本文 -
::::::

二十四詩品 二十一 超詣
- 超詣 … 詩風が超俗で造詣が深いこと。
- 微・歸・非・違・暉・稀(平声微韻)。
- ウィキソース「二十四詩品」参照。
匪神之靈、匪幾之微。
神の霊に匪ず、幾の微に匪ず。
- 神之霊 … 心の働きが敏いこと。「神」は、精神。心。「霊」は、形容詞。敏い。賢い。
- 匪 … ~でない。否定を表す言葉。「非」と同義。
- 幾之微 … 機智の働きが精緻なこと。「幾」は、機智。二家詩品本では「機」に作る。『列子』仲尼篇に「大夫は斉・魯の機多きを聞かずや」(大夫不聞齊魯之多機乎)とある。ウィキソース「列子/仲尼篇」参照。「微」は、精緻。緻密。
如將白雲、清風與歸。
白雲と、清風と与に帰るが如し。
遠引若至、臨之已非。
遠く引くこと至るが若きも、之を臨めば已に非なり。
- 遠引 … 遠くまで行くこと。
- 若至 … 超詣なる境地に到達したように感じられるが。「若」は、説郛本では「莫」に作るが、全唐詩本、二家詩品本等に従い改めた。
- 臨之 … 超詣なる境地を上から眺めると。「臨」は、高い所から下を見ること。『荀子』勧学篇に「深谿に臨まざれば、地の厚きことを知らざるなり」(不臨深谿、不知地之厚也)とある。ウィキソース「荀子/勸學篇」参照。
- 已非 … もはや超詣なる境地ではない。
少有道氣、終與俗違。
少きより道気を有たば、終に俗と違わん。
- 少 … 若い頃から。
- 道気 … 超俗の気質。「気」は、二家詩品本では「契」に作り、「契當作氣」との注がある。
- 終 … ついに。とうとう。
- 俗違 … 世俗に背く。世俗を超越すること。脱俗。超俗。「違」は、違背する。『孟子』梁恵王篇上に「農時を違えずんば、穀勝げて食う可からず」(不違農時、穀不可勝食也)とある。ウィキソース「孟子/梁惠王上」参照。

::::::

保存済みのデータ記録
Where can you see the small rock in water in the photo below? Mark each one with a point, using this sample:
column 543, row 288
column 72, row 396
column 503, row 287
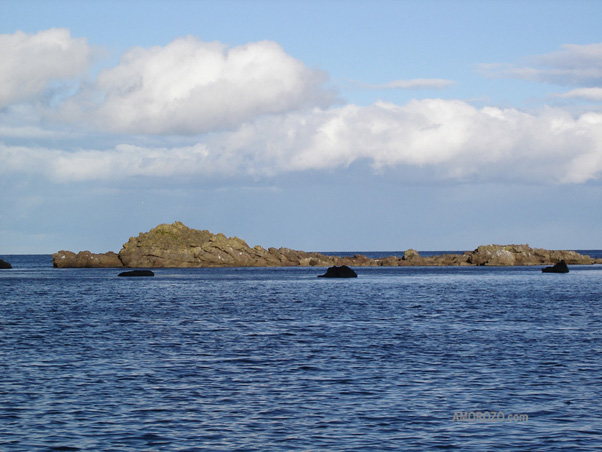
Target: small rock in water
column 137, row 273
column 560, row 267
column 339, row 272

::::::

やること -
- A) 「超詣」の解説について、「白雲と、清風と与に帰るが如し。」から「已非 … もはや超詣なる境地ではない。」までのすべてを、「超詣なる境地」を「超俗の境地」に置き換えて更新した形で示す。
- B) 「超詣」の解説によれば、「若至」の「若」は説郛本では何という字に作られているか。

回答 -
- A)
白雲と、清風と与に帰るが如し。
遠引若至、臨之已非。
遠く引くこと至るが若きも、之を臨めば已に非なり。
- 遠引 … 遠くまで行くこと。
- 若至 … 超俗の境地に到達したように感じられるが。「若」は、説郛本では「莫」に作るが、全唐詩本、二家詩品本等に従い改めた。
- 臨之 … 超俗の境地を上から眺めると。「臨」は、高い所から下を見ること。『荀子』勧学篇に「深谿に臨まざれば、地の厚きことを知らざるなり」(不臨深谿、不知地之厚也)とある。ウィキソース「荀子/勸學篇」参照。
- 已非 … もはや超俗の境地ではない。

- B) 説郛本では「莫」に作られている。